■ REQUEST: Copy exactly the lines from the one containing "form [516, 247]." through the last line of the records, both included, and nothing more.

--- --- ---

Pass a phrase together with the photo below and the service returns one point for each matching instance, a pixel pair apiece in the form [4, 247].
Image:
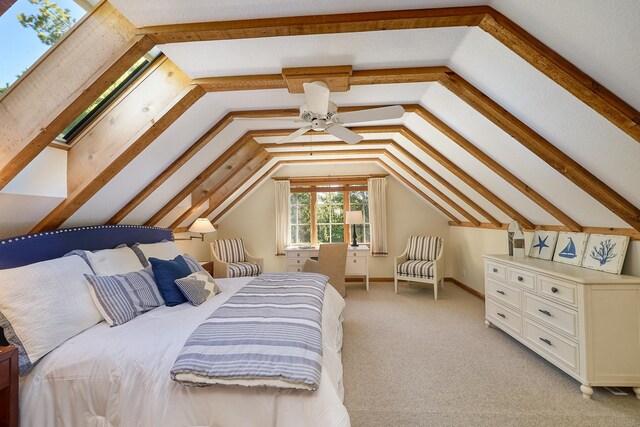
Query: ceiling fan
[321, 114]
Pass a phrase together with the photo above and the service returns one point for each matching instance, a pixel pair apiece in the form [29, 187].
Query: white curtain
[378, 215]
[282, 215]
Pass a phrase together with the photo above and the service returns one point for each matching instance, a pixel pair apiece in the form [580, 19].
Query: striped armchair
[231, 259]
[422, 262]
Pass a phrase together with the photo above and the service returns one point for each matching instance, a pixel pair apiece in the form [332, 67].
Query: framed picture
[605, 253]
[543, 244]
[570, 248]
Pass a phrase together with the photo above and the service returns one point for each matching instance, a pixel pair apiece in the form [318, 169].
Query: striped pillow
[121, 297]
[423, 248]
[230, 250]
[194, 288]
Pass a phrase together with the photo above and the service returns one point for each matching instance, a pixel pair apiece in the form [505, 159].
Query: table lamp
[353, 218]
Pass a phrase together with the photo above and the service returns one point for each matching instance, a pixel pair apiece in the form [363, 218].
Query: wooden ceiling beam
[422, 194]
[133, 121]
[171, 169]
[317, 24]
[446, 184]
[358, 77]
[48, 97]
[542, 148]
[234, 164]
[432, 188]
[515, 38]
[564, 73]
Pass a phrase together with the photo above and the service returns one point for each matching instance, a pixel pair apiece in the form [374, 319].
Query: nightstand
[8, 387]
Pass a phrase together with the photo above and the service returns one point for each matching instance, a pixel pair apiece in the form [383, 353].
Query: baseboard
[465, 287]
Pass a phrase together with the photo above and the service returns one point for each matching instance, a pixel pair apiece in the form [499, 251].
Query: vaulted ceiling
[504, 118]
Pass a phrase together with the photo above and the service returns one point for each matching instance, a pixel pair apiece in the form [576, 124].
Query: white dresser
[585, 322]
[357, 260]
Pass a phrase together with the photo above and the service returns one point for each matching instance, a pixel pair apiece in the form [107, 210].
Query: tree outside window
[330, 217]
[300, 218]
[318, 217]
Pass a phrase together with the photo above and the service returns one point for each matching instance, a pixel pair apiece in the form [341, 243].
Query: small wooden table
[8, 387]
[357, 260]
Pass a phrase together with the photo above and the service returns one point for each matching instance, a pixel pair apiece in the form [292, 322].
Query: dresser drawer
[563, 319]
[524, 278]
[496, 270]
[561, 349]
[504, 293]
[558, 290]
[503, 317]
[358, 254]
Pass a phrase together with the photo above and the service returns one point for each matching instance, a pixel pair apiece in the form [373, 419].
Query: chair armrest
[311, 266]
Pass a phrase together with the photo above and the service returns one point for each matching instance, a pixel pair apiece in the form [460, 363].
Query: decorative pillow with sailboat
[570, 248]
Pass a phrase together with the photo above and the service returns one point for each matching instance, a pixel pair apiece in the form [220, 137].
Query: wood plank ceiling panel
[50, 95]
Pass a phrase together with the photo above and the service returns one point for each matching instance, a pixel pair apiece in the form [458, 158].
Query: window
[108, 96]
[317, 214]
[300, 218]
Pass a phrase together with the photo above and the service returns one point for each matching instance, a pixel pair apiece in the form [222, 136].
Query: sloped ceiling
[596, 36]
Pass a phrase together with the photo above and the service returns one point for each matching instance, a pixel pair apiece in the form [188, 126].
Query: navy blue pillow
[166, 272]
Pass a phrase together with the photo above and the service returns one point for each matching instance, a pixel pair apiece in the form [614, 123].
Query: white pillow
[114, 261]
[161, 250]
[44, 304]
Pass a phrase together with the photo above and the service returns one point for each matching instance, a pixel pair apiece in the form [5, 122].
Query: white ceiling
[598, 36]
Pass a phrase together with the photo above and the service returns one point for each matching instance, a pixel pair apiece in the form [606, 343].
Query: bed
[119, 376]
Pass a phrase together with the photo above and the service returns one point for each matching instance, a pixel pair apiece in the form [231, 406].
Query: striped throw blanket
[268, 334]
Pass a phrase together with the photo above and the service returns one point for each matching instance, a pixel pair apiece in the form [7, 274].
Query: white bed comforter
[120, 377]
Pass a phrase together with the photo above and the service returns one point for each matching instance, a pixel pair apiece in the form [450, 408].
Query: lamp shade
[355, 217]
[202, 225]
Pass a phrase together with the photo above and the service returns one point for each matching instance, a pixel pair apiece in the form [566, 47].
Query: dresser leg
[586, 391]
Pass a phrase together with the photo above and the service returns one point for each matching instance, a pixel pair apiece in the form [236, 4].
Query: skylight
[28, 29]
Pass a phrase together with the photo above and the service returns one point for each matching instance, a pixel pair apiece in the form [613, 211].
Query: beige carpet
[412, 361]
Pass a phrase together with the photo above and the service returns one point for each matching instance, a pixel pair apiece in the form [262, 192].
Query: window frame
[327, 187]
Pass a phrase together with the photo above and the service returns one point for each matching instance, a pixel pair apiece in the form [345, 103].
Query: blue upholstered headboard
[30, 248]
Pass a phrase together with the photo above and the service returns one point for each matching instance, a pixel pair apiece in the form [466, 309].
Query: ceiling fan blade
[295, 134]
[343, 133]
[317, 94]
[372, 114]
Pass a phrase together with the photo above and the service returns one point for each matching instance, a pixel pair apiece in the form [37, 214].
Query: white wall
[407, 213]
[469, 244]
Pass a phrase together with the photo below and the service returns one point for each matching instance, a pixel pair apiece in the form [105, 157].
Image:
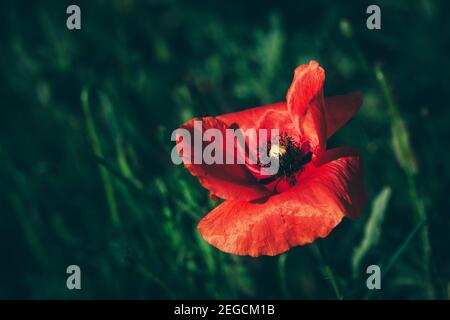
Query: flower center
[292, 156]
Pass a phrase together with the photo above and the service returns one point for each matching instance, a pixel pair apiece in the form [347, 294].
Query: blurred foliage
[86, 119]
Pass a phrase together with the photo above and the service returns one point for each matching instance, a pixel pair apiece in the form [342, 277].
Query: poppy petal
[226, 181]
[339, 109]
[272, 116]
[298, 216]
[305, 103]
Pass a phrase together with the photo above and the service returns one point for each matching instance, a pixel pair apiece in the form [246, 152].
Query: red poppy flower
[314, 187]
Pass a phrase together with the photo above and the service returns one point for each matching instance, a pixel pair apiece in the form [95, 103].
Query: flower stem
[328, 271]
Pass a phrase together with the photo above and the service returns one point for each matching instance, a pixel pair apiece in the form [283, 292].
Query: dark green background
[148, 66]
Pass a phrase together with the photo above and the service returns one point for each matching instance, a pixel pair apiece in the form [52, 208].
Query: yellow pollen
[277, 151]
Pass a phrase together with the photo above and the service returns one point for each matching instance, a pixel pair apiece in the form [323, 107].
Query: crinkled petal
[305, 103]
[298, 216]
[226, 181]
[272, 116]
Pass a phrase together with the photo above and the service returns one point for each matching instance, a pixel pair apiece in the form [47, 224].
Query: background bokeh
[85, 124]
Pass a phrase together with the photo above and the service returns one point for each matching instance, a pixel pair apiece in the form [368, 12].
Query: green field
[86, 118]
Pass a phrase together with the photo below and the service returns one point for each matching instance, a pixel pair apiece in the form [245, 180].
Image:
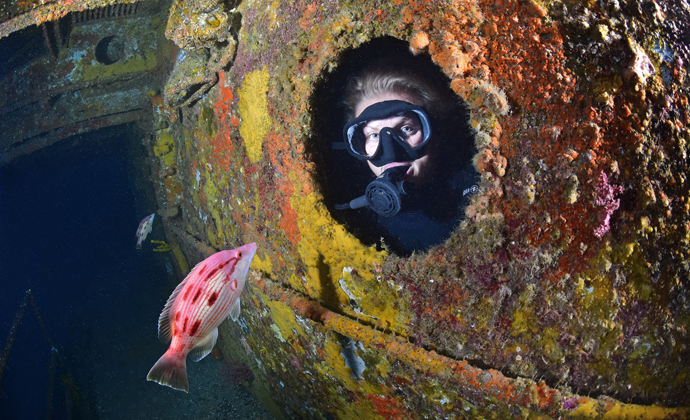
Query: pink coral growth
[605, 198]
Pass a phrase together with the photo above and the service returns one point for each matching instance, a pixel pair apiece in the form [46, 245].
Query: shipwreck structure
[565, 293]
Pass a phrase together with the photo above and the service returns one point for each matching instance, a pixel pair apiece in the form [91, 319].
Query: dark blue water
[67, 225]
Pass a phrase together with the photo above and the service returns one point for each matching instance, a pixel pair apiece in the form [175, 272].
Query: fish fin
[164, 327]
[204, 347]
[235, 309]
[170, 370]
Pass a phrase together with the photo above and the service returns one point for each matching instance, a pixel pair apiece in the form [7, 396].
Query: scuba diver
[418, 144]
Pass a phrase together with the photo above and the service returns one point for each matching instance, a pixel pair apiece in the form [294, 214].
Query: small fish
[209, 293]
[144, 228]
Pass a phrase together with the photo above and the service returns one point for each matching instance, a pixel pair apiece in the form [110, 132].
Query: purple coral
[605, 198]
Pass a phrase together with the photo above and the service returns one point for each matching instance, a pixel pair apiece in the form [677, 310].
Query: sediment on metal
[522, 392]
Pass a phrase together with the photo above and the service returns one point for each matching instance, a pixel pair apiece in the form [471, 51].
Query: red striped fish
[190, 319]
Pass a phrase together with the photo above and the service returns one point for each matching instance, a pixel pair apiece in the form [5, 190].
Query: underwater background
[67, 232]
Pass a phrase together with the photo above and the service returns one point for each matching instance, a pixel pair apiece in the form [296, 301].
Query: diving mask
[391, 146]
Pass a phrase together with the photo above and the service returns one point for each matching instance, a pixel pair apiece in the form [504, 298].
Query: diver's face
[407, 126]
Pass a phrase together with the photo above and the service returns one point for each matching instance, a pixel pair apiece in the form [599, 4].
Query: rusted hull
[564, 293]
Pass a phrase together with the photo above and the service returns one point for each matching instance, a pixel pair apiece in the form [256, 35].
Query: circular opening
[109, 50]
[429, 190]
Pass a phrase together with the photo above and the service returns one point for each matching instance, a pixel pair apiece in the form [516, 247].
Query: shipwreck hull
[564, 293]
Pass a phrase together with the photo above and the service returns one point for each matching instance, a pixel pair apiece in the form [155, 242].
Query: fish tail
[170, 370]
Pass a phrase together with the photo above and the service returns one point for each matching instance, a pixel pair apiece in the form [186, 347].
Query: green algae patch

--- --- ---

■ FULL SOLUTION:
Pass a phrase together with the photo above and the service returns one point for each matching instance, a pixel pair apiece in the form [516, 247].
Query: shipwreck hull
[564, 293]
Pass a phrase together with the photo above and the service returns one point for each matching instance, a pixel pair apiece in the form [155, 242].
Query: fish tail
[170, 370]
Pass a phrase together with the photo above and the service returns one point for each matching instance, a pixel pair apiece in the form [186, 347].
Query: green algae patch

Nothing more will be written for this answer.